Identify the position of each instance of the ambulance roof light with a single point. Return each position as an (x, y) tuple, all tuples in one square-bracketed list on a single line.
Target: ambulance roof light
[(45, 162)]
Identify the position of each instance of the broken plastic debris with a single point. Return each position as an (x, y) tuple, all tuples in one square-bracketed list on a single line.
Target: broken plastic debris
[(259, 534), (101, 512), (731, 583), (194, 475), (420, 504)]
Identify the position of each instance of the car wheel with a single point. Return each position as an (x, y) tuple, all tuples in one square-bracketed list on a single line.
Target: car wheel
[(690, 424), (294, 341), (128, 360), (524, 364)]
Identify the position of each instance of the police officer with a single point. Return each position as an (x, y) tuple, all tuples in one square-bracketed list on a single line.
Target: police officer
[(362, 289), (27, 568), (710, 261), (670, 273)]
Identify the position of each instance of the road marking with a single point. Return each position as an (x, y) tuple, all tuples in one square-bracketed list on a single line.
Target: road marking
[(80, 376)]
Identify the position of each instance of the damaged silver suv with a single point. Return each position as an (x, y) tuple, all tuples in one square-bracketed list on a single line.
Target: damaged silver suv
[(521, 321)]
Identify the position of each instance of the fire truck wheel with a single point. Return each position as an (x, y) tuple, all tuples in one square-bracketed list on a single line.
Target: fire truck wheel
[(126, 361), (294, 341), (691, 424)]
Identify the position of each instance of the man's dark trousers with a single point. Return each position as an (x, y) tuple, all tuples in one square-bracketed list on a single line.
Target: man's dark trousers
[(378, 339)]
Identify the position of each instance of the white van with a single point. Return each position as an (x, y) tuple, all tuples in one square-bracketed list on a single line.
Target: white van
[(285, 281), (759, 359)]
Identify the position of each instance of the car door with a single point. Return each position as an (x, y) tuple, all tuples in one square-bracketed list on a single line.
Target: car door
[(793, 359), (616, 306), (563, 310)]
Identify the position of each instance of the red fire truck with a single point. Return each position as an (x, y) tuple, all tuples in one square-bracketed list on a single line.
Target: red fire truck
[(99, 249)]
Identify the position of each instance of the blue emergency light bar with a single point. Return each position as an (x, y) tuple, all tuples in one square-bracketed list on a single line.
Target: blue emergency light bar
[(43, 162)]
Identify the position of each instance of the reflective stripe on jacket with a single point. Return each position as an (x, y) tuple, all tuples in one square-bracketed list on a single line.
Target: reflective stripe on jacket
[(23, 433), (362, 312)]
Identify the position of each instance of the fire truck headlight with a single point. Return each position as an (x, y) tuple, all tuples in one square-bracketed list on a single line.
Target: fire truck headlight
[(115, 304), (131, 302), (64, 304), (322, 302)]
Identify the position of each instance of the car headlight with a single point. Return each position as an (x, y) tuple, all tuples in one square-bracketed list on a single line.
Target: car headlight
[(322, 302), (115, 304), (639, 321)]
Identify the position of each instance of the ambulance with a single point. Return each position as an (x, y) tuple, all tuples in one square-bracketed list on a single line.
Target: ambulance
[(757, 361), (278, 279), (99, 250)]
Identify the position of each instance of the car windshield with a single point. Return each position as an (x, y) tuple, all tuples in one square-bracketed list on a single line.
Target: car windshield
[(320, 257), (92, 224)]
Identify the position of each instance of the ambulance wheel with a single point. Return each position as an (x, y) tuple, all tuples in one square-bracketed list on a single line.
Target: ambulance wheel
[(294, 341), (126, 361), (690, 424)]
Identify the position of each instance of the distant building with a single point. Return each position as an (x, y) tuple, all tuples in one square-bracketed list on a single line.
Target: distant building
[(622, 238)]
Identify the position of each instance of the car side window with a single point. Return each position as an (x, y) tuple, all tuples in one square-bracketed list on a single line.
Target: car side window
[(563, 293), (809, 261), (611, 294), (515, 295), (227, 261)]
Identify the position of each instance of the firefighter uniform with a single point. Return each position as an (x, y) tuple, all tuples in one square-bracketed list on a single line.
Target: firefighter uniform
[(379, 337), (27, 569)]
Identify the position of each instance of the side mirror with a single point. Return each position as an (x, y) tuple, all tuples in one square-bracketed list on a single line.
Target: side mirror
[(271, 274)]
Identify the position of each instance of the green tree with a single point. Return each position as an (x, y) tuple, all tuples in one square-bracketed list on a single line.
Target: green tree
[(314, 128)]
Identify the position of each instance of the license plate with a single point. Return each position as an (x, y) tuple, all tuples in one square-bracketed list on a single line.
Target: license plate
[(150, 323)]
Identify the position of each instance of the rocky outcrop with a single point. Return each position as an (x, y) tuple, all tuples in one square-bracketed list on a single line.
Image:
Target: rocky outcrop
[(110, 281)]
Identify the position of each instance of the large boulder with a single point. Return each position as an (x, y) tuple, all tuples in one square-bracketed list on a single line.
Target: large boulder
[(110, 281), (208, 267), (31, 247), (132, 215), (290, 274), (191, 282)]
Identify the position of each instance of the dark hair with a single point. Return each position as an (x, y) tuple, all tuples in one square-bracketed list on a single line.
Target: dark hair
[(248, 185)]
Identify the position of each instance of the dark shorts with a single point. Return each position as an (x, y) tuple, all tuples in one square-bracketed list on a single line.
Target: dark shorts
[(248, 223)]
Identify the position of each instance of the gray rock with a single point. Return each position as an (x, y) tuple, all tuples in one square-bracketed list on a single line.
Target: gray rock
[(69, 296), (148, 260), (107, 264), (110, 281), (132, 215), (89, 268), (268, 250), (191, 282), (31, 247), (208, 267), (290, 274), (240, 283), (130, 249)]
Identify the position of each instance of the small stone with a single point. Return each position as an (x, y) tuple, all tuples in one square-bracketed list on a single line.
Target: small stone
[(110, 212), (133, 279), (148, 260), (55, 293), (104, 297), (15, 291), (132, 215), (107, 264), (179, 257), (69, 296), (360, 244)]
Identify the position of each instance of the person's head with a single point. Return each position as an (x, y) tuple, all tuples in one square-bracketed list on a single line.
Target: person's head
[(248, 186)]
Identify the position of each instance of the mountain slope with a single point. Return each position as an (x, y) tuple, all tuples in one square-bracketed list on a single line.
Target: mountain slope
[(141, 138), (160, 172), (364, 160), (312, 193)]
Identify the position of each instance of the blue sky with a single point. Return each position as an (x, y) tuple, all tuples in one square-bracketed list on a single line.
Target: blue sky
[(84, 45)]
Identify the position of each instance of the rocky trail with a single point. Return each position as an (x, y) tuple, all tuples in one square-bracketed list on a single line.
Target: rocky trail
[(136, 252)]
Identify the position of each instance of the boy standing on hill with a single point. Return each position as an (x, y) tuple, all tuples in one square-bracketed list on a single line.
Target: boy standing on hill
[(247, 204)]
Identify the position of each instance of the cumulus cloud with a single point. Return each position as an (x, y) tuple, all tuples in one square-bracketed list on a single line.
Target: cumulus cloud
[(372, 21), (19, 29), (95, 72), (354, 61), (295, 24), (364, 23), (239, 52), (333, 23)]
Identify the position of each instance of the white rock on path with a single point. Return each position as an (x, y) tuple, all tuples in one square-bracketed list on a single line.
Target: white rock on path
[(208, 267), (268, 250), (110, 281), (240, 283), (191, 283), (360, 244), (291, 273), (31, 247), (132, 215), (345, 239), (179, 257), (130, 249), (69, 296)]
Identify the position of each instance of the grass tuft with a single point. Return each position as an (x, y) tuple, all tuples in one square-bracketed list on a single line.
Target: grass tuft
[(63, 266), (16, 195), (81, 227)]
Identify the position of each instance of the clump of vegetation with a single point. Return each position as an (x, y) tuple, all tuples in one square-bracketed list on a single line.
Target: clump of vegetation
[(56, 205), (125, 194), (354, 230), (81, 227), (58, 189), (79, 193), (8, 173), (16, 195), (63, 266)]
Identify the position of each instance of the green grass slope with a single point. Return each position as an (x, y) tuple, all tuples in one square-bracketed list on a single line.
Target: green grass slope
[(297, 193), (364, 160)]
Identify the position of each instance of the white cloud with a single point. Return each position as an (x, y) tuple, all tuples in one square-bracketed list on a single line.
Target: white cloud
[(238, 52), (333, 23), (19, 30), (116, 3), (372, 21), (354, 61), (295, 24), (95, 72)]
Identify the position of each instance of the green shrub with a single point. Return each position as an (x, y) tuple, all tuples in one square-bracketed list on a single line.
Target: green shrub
------------------------
» **WHAT YOU SHOULD DO**
Quote exactly and only the lines from the one holding "Identify the position of each instance of the white cloud" through the end of the data.

» **FULL ANSWER**
Identify the position of each instance of the white cloud with a single point. Return each position as an (x, y) tuple, all tuples in one square-bracketed list on a single line.
Target: white cloud
[(238, 52), (333, 23), (19, 30), (116, 3), (372, 21), (354, 61), (295, 24), (95, 72)]
Identify the position of each instance of the green shrub with a single point. Return each position as an (x, y) tuple, all tuples in one square-bracketed list on a single line.
Target: green shrub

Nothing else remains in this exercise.